### WORK INSTRUCTIONS
Begin with the line containing "Reviewer note: every instance of the wrist" and copy each line exactly through the last line of the entries, inclusive.

### TASK MATERIAL
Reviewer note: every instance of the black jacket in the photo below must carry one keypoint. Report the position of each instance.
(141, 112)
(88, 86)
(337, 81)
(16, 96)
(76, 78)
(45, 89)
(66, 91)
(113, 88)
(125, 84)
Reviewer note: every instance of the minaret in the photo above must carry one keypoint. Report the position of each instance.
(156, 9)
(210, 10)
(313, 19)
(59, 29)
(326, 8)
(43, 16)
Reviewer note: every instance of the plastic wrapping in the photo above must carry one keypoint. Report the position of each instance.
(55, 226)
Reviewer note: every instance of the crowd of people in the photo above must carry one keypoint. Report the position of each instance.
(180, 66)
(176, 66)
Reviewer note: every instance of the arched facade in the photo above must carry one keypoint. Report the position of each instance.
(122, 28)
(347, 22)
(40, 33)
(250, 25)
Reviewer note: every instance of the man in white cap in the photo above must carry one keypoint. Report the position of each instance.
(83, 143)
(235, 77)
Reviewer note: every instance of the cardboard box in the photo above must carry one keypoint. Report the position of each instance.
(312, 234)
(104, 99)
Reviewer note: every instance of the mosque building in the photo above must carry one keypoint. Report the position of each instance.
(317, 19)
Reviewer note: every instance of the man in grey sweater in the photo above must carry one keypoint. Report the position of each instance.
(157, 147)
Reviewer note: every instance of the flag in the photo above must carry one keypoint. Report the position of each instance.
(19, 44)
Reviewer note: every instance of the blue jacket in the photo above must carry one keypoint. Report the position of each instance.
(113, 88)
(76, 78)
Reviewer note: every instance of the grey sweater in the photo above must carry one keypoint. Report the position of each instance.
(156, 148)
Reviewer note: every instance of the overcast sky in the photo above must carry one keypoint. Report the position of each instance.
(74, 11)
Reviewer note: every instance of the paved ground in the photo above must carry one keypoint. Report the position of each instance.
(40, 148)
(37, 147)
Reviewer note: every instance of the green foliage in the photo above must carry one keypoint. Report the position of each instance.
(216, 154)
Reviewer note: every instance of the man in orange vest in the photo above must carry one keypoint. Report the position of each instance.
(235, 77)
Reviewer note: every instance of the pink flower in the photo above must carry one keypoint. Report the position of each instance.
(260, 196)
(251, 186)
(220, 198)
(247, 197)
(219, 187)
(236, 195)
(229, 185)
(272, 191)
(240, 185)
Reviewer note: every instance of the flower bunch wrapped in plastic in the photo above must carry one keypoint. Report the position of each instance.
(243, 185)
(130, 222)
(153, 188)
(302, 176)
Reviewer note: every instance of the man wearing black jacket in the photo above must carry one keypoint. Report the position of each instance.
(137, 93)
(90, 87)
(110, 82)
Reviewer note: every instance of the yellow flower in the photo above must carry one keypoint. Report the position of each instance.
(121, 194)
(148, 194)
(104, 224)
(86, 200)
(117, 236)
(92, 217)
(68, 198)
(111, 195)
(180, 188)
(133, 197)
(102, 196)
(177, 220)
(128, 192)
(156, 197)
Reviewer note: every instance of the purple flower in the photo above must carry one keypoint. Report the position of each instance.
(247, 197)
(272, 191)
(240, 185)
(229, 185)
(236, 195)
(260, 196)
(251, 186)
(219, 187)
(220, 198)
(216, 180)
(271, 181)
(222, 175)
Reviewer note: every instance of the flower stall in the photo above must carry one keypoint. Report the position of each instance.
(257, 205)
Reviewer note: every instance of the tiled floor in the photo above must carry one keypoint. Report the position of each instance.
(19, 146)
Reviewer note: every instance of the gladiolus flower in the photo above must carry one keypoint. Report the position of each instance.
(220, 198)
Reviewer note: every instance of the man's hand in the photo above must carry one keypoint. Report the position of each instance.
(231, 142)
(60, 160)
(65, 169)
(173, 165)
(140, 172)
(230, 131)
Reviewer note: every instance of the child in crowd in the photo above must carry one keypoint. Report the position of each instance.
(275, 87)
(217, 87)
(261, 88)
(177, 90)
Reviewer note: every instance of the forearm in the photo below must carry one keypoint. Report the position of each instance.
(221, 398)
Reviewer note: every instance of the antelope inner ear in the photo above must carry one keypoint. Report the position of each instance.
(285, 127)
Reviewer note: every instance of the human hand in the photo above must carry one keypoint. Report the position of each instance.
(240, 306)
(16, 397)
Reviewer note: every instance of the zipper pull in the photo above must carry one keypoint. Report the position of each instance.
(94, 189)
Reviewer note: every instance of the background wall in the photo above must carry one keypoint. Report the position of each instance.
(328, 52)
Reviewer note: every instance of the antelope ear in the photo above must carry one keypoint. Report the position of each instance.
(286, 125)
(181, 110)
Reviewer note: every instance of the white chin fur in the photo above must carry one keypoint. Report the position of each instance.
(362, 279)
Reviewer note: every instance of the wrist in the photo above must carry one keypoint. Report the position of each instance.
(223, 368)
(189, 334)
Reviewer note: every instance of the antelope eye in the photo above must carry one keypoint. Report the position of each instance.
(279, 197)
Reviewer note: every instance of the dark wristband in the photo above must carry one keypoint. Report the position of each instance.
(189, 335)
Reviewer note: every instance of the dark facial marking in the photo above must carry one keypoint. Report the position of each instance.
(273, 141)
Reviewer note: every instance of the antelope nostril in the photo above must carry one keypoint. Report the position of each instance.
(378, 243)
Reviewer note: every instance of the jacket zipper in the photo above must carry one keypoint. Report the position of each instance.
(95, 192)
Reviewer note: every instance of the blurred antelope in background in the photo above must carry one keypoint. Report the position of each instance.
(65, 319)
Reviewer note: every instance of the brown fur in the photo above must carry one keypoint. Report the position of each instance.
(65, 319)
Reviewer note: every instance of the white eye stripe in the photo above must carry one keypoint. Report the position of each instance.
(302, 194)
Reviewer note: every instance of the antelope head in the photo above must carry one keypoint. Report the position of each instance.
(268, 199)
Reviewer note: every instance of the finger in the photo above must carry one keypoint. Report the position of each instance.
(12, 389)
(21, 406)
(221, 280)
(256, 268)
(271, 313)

### THE ANSWER
Reviewer note: every instance of the wrist in the photo above must carry one keypoint. Report the position of each instance.
(223, 368)
(189, 334)
Reviewer note: every instance of the antelope eye in the photo above must carry one keypoint. Report the position of each instance.
(279, 197)
Reviewer note: every instance of the dark wristband in the photo above must carry one keypoint. Report the position of each instance.
(189, 335)
Reviewer note: every instance of the dark facial marking in the photo above must carry one keypoint. Report the position of each instance.
(273, 141)
Reviewer note: every instance of the antelope nostril in the photo above must carry one keypoint. Report the position of each instance.
(378, 243)
Reviewer note: every instance of the jacket zipper in the photo above must carry one keypoint. Report the position of each instance.
(95, 192)
Reviewer note: every instance of the blurred antelope in background in the photo above must carry one keypoint. Report the position of each instance.
(65, 319)
Reviewer note: every instance of the brown fur in the photo above must carry one keypoint. Report the position of each instance.
(65, 319)
Reviewer note: every instance of the white eye stripe in the photo above must carry one keypoint. Report the position of each instance.
(302, 194)
Reviewer note: every instance of the antelope head in the photo above must carry one keypoint. Report the position of each instance.
(268, 199)
Reviewer note: every instance of the finger in the photo above must carry one keypoint. Report the position of each instance.
(12, 389)
(21, 406)
(221, 280)
(256, 268)
(271, 313)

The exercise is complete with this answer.